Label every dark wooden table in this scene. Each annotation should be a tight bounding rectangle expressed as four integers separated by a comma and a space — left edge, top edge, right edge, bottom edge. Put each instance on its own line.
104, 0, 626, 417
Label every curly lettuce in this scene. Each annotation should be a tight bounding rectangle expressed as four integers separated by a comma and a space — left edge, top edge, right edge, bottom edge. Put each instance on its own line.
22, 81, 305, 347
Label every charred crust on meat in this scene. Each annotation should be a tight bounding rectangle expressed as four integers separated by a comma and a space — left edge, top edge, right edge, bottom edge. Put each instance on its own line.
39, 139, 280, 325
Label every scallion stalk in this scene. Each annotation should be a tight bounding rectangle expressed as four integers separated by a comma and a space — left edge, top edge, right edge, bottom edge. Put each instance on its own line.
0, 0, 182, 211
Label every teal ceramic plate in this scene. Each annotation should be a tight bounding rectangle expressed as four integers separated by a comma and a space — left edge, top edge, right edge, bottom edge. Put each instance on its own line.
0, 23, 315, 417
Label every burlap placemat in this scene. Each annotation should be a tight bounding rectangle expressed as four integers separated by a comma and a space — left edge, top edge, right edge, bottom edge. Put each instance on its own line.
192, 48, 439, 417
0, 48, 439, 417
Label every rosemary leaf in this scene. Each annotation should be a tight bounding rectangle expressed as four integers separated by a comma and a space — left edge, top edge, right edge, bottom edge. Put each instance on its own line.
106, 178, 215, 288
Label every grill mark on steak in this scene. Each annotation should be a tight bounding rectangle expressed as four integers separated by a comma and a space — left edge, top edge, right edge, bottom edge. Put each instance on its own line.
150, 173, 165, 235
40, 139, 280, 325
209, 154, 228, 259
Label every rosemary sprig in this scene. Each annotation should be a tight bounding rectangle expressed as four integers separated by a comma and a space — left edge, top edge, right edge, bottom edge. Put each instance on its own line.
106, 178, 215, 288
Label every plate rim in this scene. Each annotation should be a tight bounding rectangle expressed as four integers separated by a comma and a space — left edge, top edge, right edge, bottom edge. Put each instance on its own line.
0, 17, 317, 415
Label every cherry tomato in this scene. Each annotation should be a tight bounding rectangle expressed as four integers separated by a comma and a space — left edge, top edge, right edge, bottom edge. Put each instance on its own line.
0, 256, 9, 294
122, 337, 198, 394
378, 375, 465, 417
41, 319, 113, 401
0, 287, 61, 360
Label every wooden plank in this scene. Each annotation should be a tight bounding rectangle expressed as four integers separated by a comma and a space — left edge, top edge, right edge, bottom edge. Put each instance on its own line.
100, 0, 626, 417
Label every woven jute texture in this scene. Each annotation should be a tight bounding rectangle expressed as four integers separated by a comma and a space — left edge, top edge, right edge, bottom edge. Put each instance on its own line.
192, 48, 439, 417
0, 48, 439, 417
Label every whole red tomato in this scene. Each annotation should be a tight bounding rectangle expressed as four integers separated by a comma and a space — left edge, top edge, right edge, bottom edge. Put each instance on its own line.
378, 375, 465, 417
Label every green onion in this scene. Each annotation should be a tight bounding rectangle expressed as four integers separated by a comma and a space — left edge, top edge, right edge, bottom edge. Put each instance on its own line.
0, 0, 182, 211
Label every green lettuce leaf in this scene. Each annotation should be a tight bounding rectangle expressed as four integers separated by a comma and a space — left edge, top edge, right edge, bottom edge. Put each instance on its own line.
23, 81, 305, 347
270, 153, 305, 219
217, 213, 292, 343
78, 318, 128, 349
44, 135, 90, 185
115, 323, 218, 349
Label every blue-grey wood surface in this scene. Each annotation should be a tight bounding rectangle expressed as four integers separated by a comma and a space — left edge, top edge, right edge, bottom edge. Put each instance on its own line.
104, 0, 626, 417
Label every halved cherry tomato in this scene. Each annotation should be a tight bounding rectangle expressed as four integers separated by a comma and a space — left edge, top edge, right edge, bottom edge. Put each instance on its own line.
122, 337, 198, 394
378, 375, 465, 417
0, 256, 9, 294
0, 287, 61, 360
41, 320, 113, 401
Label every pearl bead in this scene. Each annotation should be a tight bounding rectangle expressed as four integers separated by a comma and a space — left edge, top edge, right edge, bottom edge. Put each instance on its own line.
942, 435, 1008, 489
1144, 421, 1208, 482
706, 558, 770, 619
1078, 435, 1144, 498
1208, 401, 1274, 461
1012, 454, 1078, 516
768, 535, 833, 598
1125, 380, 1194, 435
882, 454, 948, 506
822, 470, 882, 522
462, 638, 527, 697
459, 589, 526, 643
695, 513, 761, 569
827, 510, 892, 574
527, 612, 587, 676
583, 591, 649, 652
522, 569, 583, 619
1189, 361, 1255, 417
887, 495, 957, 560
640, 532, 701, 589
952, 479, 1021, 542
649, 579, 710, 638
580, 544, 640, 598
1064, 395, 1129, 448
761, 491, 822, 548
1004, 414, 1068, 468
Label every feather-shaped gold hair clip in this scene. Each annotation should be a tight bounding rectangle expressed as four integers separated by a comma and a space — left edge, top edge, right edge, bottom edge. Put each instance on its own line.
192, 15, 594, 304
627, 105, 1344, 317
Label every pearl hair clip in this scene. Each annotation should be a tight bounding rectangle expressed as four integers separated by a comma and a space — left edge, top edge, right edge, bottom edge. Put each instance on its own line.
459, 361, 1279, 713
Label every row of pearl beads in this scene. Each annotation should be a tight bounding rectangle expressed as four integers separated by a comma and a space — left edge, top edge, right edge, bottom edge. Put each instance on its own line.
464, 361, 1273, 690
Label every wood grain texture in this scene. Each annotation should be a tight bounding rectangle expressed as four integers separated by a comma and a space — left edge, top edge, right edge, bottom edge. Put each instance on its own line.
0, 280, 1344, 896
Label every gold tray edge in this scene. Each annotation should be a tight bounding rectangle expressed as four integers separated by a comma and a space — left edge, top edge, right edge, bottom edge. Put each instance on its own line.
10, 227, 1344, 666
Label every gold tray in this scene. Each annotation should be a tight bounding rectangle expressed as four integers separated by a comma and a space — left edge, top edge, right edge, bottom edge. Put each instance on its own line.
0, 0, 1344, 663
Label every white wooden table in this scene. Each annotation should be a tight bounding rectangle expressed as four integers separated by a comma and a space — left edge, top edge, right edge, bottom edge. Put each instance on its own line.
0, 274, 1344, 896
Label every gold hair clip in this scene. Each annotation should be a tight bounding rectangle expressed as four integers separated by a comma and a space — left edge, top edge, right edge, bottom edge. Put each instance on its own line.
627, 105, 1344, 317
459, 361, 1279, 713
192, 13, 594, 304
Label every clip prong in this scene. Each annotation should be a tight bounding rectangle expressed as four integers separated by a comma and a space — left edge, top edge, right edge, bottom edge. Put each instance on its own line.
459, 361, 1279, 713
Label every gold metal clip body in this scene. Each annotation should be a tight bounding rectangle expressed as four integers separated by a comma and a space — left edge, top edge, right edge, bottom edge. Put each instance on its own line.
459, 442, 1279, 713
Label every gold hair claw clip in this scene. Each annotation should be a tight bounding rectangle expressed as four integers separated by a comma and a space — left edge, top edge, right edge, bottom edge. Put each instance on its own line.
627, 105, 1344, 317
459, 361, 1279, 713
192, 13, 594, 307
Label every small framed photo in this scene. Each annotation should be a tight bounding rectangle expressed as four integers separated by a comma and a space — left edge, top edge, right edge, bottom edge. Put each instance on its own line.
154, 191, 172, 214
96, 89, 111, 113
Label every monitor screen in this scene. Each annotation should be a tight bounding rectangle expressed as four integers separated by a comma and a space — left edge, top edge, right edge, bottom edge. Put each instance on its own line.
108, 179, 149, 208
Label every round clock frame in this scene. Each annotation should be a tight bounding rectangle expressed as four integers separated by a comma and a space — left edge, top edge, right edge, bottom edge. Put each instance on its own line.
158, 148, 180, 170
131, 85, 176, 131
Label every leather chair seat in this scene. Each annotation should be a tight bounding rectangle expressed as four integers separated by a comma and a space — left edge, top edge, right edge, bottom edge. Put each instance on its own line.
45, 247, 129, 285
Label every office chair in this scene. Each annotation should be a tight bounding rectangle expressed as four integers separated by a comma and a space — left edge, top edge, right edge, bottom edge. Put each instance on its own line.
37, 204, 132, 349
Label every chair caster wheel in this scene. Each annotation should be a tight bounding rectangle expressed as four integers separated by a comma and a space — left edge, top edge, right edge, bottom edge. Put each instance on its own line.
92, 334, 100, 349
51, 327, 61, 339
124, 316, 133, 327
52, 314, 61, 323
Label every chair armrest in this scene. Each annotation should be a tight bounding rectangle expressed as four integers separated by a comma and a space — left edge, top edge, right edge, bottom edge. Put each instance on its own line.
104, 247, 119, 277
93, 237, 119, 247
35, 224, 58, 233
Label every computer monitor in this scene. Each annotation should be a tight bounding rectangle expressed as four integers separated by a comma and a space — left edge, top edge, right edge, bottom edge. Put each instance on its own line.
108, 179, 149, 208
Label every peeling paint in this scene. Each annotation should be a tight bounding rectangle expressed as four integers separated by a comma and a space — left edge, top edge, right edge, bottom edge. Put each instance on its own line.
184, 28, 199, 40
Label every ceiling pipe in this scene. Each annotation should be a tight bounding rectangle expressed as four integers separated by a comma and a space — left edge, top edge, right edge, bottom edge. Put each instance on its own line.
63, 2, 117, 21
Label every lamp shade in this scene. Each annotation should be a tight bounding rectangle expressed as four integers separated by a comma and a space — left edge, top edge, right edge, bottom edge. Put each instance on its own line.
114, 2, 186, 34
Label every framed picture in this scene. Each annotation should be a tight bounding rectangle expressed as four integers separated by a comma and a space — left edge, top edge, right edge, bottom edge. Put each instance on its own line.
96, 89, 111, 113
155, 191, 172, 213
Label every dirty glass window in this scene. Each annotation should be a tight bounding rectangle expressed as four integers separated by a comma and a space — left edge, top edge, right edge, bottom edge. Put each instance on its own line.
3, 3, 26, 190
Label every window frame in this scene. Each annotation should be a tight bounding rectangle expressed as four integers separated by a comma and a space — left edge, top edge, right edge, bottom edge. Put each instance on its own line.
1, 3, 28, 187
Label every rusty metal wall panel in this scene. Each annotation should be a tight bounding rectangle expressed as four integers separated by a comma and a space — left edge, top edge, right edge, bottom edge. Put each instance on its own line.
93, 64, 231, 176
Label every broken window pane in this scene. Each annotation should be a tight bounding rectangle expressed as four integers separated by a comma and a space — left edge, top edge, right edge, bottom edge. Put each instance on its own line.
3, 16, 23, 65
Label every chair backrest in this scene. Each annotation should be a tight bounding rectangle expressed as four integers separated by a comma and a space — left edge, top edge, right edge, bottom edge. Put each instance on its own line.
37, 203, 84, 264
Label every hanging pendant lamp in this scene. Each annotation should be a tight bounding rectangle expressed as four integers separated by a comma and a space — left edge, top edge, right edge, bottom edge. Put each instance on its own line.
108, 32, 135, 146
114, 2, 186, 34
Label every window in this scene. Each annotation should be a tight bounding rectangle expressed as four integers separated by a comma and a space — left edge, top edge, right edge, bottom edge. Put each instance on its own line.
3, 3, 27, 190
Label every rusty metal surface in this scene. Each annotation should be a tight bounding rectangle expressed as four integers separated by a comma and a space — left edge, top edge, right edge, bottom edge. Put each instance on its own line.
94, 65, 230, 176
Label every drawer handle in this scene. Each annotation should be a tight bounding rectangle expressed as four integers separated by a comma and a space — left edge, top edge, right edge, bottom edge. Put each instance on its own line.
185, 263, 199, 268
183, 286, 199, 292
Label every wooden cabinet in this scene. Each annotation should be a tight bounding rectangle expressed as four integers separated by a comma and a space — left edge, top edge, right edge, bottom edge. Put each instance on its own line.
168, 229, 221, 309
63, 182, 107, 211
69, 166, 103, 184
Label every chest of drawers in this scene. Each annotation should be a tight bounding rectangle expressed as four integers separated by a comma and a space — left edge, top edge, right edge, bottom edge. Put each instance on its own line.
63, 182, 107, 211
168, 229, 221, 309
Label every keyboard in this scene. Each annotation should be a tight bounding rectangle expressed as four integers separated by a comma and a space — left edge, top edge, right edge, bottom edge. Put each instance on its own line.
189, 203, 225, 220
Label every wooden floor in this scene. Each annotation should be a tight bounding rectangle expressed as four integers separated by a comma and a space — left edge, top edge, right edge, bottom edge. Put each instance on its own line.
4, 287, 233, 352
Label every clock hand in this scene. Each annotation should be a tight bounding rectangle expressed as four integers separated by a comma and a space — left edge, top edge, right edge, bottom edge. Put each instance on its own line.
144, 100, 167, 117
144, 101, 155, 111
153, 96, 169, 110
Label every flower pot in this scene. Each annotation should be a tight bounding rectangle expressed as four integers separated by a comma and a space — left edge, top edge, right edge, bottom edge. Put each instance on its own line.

........

» WHAT THE EXERCISE ASKS
Reproduce the rows starting at the one containing "Label every gold tray edge" and ending at the one containing "10, 227, 1344, 666", changing "gold" to "silver" and leaving everything else intact.

» FINISHED TASK
Label every silver tray edge in this scene. Each annotation should be a tight bounding rectangle expressed as four integers separated by a comma and a space — left edge, top edge, right edge, bottom edge. Put each instance on its own line.
10, 227, 1344, 666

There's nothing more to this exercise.